■ **DIRECTIONS**: Update the data from the line with "The locator SHOULD return, for each instance of the shadow" to the line with "x=507 y=148", replacing "SHOULD" with "MUST" and leaving everything else unchanged. Return only those lines.

■ **EXTRACTED RECORDS**:
:::::

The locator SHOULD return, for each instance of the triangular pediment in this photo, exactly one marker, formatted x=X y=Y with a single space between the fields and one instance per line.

:::::

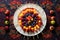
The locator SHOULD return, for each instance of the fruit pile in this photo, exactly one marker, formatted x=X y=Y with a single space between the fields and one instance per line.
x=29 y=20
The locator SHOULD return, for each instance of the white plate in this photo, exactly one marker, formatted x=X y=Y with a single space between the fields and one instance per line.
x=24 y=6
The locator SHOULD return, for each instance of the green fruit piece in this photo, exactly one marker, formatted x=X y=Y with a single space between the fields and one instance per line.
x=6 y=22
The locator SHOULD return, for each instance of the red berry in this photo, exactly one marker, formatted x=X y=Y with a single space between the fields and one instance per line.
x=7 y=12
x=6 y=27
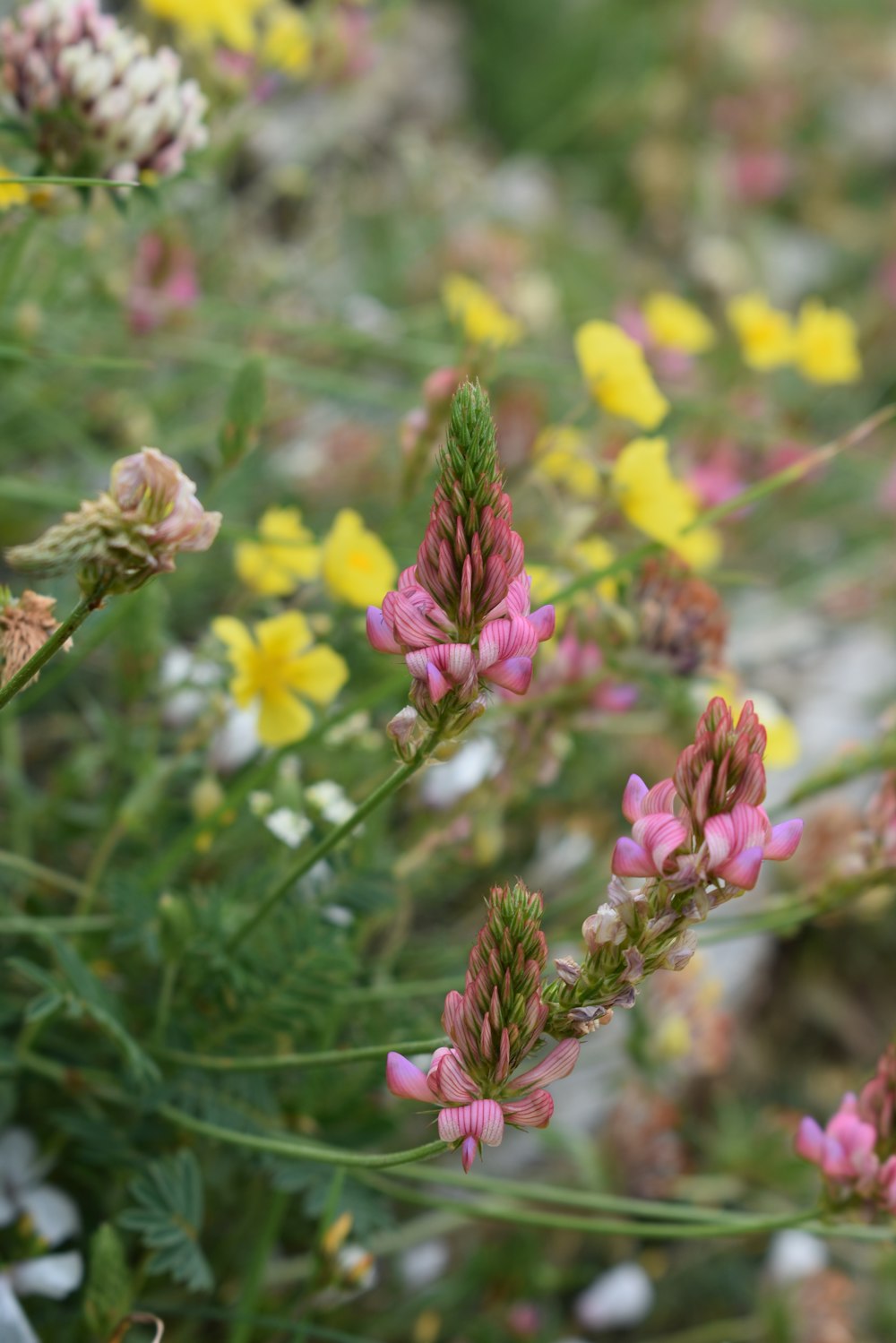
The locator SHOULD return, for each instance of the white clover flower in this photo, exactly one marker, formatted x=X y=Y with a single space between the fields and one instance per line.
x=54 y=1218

:::::

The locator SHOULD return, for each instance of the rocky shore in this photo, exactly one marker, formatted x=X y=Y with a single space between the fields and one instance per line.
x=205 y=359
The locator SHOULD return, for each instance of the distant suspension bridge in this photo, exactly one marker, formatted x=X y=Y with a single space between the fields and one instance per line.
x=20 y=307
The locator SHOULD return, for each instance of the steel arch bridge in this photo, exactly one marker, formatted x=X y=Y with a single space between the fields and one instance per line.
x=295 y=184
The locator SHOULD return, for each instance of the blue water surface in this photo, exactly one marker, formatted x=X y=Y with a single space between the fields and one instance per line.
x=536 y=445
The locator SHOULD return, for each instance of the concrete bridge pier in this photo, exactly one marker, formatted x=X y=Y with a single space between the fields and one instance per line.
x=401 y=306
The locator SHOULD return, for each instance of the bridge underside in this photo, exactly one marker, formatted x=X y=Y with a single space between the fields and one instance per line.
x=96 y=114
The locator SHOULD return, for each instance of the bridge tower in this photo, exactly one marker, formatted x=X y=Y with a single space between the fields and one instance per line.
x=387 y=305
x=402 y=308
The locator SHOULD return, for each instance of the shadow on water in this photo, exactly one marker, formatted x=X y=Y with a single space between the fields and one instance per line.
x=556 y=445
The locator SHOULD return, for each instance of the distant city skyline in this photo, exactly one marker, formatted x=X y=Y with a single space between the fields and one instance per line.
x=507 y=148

:::::

■ **TASK RESPONSE**:
The locator MUST return, for each instance of the shadow on water in this photo, exactly one marker, formatted x=X y=Y with a single space between the fields and one instance per line.
x=556 y=445
The locator MUST return, for each instance of the distant city skyline in this photo, exactly one marker, formatted x=X y=Y with a single space between the fields and one instance per line.
x=507 y=148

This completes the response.